GIVEN TASK: Convert the items below into a two-column CSV with the header text,output. Start at the item containing "Tag rug. Format" and continue through the last item. Each row holds one item: its text in one quoted field and its full answer in another, with any line breaks replaced by spaces.

SUPPLIED INFORMATION:
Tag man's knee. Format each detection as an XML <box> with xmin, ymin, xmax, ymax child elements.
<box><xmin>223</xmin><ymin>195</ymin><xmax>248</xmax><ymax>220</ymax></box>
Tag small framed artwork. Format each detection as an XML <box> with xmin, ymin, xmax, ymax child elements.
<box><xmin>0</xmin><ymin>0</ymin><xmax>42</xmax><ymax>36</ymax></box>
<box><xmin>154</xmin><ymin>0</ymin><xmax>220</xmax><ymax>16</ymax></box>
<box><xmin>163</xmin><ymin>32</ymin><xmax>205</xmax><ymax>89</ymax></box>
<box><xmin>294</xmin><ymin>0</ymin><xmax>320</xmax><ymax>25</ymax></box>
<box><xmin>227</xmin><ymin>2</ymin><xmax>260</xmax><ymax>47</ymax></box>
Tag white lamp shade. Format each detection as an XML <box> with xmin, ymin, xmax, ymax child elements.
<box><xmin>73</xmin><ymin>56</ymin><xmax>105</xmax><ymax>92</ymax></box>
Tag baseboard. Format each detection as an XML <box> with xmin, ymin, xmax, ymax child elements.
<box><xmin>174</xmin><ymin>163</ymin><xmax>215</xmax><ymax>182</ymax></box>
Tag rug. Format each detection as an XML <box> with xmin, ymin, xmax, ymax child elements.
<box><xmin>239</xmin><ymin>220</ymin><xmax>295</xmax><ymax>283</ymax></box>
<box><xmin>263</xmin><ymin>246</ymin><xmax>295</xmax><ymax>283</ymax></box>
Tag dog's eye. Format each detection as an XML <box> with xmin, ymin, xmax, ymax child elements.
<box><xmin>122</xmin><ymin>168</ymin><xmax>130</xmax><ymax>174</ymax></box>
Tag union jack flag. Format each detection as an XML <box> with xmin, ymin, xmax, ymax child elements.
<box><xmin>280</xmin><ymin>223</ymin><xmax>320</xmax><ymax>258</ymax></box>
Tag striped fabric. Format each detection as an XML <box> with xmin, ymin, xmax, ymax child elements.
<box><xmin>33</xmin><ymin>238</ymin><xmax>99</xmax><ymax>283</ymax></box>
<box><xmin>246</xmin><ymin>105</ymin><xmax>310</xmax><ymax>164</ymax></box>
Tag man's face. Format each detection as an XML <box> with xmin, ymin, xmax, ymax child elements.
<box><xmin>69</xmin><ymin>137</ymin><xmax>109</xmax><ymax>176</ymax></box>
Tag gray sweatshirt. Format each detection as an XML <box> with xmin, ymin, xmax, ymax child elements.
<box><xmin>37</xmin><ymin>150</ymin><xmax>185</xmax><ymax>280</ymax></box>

SOLUTION BELOW:
text,output
"Tag rug. Format each detection as an XML <box> with xmin, ymin, xmax, ymax child elements.","<box><xmin>239</xmin><ymin>220</ymin><xmax>295</xmax><ymax>283</ymax></box> <box><xmin>263</xmin><ymin>246</ymin><xmax>295</xmax><ymax>283</ymax></box>"
"Tag dog's eye. Format each detection as an XML <box> with xmin, ymin, xmax, ymax child elements.","<box><xmin>122</xmin><ymin>168</ymin><xmax>130</xmax><ymax>174</ymax></box>"
"Tag union jack flag. Format each detection as an XML <box> with xmin, ymin, xmax, ymax child elements.","<box><xmin>280</xmin><ymin>223</ymin><xmax>320</xmax><ymax>258</ymax></box>"
"Tag striped fabric. Format each detection as an XML <box> with xmin, ymin, xmax, ymax child elements.","<box><xmin>33</xmin><ymin>238</ymin><xmax>99</xmax><ymax>283</ymax></box> <box><xmin>246</xmin><ymin>105</ymin><xmax>310</xmax><ymax>164</ymax></box>"
"Tag man's face. Format each detection as an XML <box> with xmin, ymin, xmax, ymax child elements.","<box><xmin>69</xmin><ymin>137</ymin><xmax>109</xmax><ymax>176</ymax></box>"
"Tag gray sweatshirt. Format each detection as an XML <box> with xmin, ymin, xmax, ymax child elements.","<box><xmin>37</xmin><ymin>150</ymin><xmax>185</xmax><ymax>280</ymax></box>"